Requirement: Pick out each line of the material that contains the word "roll" and copy it, treating uppercase and lowercase letters as different.

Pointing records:
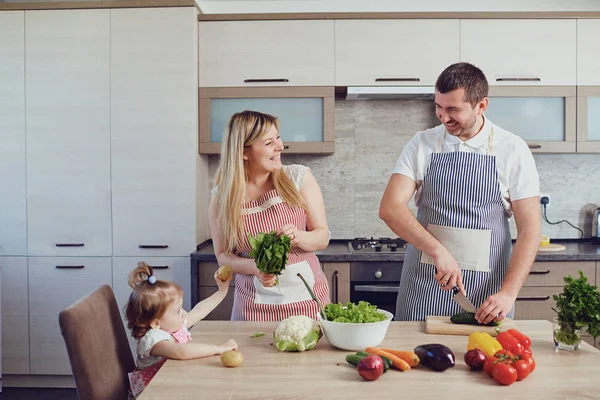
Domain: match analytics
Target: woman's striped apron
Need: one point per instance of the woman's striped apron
(252, 301)
(460, 190)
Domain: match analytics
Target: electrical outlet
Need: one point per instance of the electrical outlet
(545, 195)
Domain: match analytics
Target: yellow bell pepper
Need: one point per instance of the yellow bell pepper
(484, 342)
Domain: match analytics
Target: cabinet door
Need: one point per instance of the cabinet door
(522, 52)
(266, 53)
(154, 131)
(394, 52)
(175, 269)
(55, 284)
(15, 315)
(68, 132)
(13, 221)
(338, 277)
(588, 58)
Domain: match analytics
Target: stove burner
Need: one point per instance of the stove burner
(379, 244)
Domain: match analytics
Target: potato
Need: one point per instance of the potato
(224, 273)
(232, 358)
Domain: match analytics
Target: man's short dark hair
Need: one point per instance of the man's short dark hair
(464, 76)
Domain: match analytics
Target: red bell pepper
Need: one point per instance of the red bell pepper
(509, 342)
(522, 338)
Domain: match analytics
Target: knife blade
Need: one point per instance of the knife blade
(462, 300)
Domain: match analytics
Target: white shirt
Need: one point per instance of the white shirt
(515, 164)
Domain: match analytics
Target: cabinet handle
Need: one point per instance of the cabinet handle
(265, 80)
(531, 79)
(397, 80)
(546, 272)
(334, 284)
(533, 298)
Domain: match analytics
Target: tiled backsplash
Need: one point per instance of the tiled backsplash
(369, 138)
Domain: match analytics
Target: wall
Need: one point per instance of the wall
(369, 138)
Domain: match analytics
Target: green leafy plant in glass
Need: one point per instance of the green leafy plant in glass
(577, 307)
(270, 252)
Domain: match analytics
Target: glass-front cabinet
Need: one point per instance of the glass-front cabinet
(588, 119)
(305, 115)
(545, 117)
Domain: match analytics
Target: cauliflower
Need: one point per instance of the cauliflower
(297, 333)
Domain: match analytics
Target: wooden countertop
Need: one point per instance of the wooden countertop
(323, 373)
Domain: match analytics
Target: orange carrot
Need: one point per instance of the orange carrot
(411, 358)
(398, 362)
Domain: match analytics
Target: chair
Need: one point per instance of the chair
(97, 345)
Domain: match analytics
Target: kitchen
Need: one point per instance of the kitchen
(130, 213)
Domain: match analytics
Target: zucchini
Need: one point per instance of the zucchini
(468, 318)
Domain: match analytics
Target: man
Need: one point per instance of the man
(469, 177)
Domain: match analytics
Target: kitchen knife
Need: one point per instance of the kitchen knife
(462, 300)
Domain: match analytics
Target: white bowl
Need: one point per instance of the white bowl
(356, 336)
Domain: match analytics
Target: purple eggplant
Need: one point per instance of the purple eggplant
(435, 356)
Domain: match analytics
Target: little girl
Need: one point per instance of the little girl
(160, 325)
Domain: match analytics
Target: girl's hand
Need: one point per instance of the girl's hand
(293, 233)
(223, 286)
(267, 280)
(229, 345)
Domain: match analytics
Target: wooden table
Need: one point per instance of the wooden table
(323, 372)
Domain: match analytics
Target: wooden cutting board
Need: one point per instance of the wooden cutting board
(552, 247)
(443, 326)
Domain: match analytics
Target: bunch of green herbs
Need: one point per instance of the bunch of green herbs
(353, 313)
(578, 307)
(270, 252)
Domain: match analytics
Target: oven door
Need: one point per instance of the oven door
(375, 282)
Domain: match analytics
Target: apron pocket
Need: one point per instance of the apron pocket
(290, 288)
(469, 247)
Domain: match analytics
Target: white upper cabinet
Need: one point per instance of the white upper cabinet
(154, 130)
(68, 132)
(394, 52)
(266, 53)
(522, 52)
(13, 220)
(588, 55)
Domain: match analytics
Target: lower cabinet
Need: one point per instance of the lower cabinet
(54, 284)
(15, 315)
(175, 269)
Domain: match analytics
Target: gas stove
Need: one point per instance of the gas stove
(377, 245)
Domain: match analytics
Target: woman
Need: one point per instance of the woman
(255, 193)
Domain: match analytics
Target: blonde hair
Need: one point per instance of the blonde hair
(243, 130)
(148, 301)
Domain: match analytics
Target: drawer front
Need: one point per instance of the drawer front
(55, 284)
(536, 303)
(223, 311)
(551, 273)
(206, 272)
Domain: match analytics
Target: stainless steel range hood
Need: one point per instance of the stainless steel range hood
(390, 93)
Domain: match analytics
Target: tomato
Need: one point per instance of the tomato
(488, 365)
(522, 368)
(504, 374)
(529, 359)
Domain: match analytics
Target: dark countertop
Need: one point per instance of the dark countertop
(337, 251)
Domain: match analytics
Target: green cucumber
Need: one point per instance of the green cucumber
(468, 318)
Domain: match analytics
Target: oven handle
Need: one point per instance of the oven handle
(376, 288)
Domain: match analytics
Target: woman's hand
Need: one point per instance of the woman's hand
(223, 286)
(293, 233)
(448, 272)
(267, 280)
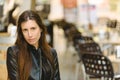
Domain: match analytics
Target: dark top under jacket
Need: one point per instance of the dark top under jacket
(41, 67)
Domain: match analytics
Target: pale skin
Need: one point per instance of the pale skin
(31, 32)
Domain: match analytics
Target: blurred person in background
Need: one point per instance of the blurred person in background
(31, 58)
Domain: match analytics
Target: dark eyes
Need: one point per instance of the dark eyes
(24, 30)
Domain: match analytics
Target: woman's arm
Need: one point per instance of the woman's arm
(57, 73)
(12, 65)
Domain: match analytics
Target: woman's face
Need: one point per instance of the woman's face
(31, 32)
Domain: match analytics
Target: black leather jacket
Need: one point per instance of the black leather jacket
(38, 71)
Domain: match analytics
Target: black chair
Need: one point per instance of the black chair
(98, 66)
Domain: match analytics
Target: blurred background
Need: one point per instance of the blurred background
(69, 23)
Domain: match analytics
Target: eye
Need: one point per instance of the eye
(33, 28)
(24, 30)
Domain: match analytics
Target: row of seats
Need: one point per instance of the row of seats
(96, 65)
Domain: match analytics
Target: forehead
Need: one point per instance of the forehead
(29, 23)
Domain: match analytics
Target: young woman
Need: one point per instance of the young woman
(31, 58)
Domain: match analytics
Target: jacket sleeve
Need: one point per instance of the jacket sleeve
(57, 73)
(12, 66)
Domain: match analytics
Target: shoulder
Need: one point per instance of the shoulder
(12, 49)
(53, 51)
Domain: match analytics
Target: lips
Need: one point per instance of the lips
(30, 40)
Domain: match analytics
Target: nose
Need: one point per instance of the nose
(29, 33)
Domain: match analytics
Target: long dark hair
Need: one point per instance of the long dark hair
(24, 56)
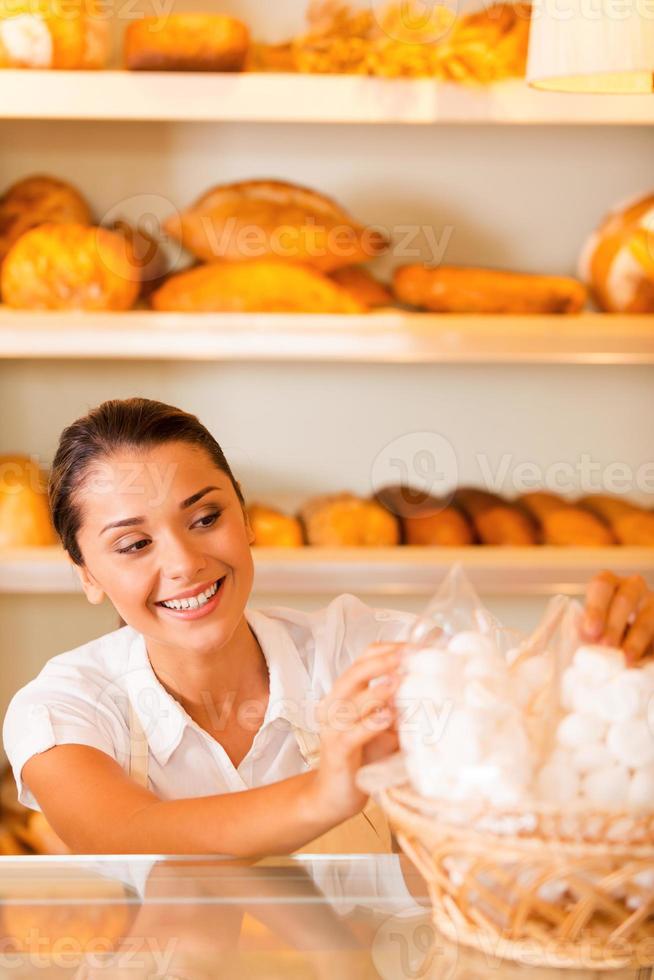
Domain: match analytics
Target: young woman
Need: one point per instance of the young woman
(204, 726)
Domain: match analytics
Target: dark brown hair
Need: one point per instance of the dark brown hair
(131, 423)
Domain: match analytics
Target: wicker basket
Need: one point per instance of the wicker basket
(535, 890)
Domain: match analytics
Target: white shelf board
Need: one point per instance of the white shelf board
(377, 571)
(381, 337)
(294, 98)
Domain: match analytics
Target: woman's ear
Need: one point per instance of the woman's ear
(92, 590)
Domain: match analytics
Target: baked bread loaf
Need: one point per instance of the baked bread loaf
(263, 286)
(631, 525)
(49, 34)
(563, 525)
(617, 261)
(362, 285)
(496, 521)
(69, 267)
(346, 521)
(35, 201)
(454, 289)
(24, 511)
(186, 42)
(272, 529)
(270, 218)
(425, 520)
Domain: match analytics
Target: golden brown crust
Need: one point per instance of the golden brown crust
(273, 529)
(24, 511)
(265, 286)
(496, 521)
(618, 259)
(564, 525)
(186, 42)
(35, 201)
(69, 267)
(454, 289)
(269, 218)
(362, 285)
(346, 521)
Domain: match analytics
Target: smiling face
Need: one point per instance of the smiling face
(162, 524)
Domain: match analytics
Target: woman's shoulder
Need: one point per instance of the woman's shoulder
(331, 638)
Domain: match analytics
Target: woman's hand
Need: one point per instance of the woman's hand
(620, 613)
(356, 722)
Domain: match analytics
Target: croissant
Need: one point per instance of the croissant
(451, 289)
(264, 286)
(496, 521)
(266, 218)
(69, 267)
(34, 201)
(345, 521)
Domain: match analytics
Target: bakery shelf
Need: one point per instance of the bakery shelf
(379, 571)
(204, 97)
(381, 337)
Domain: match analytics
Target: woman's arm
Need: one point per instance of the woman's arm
(620, 612)
(93, 805)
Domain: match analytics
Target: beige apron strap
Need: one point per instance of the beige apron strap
(367, 832)
(138, 750)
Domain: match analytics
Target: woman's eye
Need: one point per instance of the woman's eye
(211, 518)
(132, 548)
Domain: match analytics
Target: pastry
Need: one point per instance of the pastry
(346, 521)
(564, 525)
(24, 511)
(34, 201)
(146, 258)
(69, 267)
(186, 42)
(425, 520)
(363, 286)
(454, 289)
(496, 521)
(49, 34)
(266, 218)
(617, 261)
(272, 529)
(632, 526)
(263, 286)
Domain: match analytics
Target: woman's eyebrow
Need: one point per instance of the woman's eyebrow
(131, 521)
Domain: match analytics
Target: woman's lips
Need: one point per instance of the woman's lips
(201, 611)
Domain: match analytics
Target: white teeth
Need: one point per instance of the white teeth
(195, 602)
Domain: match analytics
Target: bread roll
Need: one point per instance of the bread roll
(69, 267)
(51, 34)
(496, 521)
(186, 42)
(451, 289)
(617, 261)
(632, 526)
(260, 219)
(565, 525)
(363, 286)
(425, 520)
(35, 201)
(264, 286)
(272, 529)
(345, 521)
(24, 511)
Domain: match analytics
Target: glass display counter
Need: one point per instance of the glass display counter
(195, 918)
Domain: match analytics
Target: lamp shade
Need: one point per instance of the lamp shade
(592, 46)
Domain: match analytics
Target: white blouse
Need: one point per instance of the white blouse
(83, 696)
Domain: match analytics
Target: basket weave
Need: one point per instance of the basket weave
(526, 892)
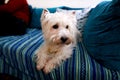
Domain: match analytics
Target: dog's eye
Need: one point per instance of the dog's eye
(67, 27)
(55, 26)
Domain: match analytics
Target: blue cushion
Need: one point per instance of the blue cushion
(101, 35)
(36, 14)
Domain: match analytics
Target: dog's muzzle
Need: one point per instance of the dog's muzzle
(65, 40)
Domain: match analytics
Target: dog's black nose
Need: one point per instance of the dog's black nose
(64, 39)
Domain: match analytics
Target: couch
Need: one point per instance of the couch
(17, 54)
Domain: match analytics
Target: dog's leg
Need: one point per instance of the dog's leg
(56, 60)
(41, 58)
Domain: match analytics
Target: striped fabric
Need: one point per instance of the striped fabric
(17, 59)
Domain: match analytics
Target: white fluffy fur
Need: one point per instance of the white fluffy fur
(54, 50)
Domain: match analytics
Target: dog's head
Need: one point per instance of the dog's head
(58, 27)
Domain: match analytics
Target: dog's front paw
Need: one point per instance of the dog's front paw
(48, 68)
(41, 63)
(40, 66)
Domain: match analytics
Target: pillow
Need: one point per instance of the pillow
(101, 35)
(81, 15)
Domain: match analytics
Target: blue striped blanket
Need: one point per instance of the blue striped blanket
(17, 59)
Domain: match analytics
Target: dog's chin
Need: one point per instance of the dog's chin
(59, 42)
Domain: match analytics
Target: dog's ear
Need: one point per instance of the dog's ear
(44, 13)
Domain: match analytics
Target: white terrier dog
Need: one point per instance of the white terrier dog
(60, 36)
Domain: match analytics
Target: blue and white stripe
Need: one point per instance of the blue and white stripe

Reply:
Target: bread roll
Need: one point per instance of the bread roll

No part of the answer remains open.